:: What you should do ::
Starting at the line that contains "reed grass in the picture above." and continuing through the last line of the records below, write out each line as one string in a JSON list, leaving out any blank lines.

++++ Entries

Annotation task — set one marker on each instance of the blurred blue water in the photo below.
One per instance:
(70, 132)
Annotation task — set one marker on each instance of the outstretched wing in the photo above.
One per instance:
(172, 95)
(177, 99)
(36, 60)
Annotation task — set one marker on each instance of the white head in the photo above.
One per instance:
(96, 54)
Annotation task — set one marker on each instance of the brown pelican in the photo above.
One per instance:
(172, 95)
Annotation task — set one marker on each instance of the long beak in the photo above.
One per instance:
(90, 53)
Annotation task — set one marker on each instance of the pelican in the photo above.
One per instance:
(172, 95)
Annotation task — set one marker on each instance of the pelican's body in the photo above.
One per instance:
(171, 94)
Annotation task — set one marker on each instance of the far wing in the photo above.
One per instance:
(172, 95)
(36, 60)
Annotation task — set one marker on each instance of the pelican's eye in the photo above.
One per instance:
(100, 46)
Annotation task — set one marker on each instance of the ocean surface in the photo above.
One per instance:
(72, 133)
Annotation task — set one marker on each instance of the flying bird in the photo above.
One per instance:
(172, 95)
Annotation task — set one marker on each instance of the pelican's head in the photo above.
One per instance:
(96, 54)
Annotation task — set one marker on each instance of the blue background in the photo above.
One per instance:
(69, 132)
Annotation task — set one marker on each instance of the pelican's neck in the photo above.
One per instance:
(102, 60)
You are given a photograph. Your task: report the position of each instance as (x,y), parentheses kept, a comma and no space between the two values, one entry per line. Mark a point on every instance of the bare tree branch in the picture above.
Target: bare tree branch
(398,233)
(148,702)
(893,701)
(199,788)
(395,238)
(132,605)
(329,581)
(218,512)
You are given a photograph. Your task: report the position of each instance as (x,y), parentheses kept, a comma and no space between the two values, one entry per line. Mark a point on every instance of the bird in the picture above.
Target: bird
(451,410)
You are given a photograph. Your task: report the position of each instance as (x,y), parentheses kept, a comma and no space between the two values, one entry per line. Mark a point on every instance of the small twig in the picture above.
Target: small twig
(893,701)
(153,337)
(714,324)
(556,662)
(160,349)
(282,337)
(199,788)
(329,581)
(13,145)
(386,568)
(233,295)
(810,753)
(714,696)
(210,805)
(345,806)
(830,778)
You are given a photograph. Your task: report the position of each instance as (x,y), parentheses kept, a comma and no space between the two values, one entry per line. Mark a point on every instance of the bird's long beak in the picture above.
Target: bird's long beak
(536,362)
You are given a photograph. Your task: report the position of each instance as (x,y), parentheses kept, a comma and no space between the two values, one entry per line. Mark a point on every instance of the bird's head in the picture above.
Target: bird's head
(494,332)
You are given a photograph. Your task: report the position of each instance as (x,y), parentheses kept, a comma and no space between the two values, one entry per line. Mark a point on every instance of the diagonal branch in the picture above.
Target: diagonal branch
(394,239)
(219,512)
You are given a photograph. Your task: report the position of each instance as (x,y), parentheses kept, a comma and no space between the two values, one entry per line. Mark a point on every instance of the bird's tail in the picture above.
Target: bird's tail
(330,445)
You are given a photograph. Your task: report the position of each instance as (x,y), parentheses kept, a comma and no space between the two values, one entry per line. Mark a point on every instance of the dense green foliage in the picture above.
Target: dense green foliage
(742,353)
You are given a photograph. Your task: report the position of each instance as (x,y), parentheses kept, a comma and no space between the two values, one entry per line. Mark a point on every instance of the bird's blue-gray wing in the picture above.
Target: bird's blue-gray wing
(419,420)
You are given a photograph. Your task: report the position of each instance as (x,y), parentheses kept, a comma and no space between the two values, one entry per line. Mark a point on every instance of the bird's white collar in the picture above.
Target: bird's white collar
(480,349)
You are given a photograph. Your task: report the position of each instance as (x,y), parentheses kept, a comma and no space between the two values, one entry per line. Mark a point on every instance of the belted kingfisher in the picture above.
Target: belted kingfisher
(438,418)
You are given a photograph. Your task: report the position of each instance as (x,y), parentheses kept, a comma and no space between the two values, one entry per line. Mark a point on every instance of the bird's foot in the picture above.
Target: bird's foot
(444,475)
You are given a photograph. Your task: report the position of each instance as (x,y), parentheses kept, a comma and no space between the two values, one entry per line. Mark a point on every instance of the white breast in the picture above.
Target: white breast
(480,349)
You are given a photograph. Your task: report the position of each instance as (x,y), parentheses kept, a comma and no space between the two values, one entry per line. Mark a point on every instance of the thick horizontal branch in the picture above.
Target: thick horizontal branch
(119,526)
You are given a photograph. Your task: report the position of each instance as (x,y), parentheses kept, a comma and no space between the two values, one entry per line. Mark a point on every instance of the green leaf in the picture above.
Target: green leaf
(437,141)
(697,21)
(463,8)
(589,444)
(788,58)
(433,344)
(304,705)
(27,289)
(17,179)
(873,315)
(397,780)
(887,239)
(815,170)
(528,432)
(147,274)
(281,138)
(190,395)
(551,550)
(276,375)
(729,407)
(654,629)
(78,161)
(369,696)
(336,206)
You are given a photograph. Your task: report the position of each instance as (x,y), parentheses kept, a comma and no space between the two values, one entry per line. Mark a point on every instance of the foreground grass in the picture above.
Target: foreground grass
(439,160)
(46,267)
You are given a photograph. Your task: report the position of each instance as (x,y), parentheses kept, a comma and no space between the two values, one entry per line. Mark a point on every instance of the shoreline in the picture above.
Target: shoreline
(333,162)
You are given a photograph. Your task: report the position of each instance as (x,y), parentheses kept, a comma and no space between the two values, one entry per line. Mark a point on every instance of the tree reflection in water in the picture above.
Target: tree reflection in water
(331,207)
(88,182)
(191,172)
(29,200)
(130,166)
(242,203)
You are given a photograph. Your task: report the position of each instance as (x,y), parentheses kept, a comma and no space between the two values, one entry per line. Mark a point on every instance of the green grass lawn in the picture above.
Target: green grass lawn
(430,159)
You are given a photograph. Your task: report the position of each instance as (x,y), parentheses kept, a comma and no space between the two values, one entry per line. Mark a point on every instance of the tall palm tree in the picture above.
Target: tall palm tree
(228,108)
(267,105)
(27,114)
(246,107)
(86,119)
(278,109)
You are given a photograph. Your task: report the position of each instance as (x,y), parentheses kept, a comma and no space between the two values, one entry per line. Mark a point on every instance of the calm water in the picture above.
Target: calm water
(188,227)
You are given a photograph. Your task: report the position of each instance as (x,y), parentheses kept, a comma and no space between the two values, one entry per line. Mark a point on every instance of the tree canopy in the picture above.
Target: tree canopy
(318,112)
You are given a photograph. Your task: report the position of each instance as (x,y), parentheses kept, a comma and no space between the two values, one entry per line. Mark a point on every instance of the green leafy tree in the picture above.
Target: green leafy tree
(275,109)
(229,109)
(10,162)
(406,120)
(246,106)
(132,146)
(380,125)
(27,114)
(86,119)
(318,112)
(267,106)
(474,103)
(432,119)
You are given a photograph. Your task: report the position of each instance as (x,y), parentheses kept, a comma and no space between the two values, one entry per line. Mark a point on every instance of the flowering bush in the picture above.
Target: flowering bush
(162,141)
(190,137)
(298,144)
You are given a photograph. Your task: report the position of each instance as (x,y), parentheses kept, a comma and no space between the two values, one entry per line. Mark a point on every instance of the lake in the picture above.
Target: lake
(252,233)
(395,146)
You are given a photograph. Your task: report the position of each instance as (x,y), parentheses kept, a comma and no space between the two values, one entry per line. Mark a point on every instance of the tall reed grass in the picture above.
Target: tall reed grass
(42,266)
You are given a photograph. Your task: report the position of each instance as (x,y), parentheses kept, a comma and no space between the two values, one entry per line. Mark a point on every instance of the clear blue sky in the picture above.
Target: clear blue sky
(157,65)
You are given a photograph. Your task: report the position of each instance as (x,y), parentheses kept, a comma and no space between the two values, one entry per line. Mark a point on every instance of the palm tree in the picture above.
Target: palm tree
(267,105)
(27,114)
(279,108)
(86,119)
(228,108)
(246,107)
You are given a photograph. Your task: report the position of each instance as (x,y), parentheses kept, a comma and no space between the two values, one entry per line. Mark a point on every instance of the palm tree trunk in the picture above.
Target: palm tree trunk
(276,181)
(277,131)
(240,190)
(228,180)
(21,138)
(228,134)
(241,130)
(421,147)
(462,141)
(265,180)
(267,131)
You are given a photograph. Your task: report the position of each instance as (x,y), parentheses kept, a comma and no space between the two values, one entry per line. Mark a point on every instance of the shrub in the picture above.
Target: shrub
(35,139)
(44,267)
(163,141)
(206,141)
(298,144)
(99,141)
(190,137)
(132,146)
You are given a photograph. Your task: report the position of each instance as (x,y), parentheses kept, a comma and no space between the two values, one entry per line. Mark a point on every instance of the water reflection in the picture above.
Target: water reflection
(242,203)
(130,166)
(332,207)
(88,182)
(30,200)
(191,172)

++++++++

:: Reply to the task ::
[
  "You are given a photograph. Your task: report the position of each instance as (x,y), parentheses kept, a comma and no space between the two values, one entry per line. Mark a point on every instance of the tall reed grass in the picture above.",
  "Target: tall reed grass",
  "(42,266)",
  "You are given a photograph. Your task: report the position of each instance as (x,y), parentheses kept, a comma and no space between the two values, one entry per line. Mark a point on every instance of the clear blue sky in the picture above.",
  "Target: clear blue sky",
  "(157,65)",
  "You are given a photograph. Your task: report the position of each instance as (x,y), parentheses kept, a comma and no space between the two values, one entry per line. Mark a point on every instance of the palm tree in the picture above.",
  "Target: palm tree",
  "(267,105)",
  "(27,114)",
  "(279,108)",
  "(86,119)",
  "(228,108)",
  "(246,107)",
  "You are given a photograph. Your task: report the position of each instance as (x,y), parentheses kept, a comma and no space between the two values, one entry per line. Mark a point on every instance of the palm tree trunk in the picture above.",
  "Target: palm tree trunk",
  "(276,181)",
  "(277,131)",
  "(240,190)",
  "(228,180)",
  "(21,138)",
  "(228,134)",
  "(241,130)",
  "(421,147)",
  "(462,141)",
  "(265,180)",
  "(267,131)",
  "You are given a photograph. Your task: report the position of each instance as (x,y), parentheses kept, a comma and no space between the two values, one entry per line. Mark a point on every instance of the shrub in the picture above.",
  "Target: shrub",
  "(35,139)",
  "(44,267)",
  "(163,141)",
  "(206,141)",
  "(298,144)",
  "(99,141)",
  "(190,137)",
  "(132,146)",
  "You are given a photograph. Your task: report the position of each instance as (x,y), parentheses kept, a comma and no space between the two values, one entry per line. Mark a point on every instance of the water reflection in the picture above.",
  "Target: water reflection",
  "(242,203)",
  "(130,166)",
  "(332,207)",
  "(88,182)",
  "(30,200)",
  "(191,172)"
]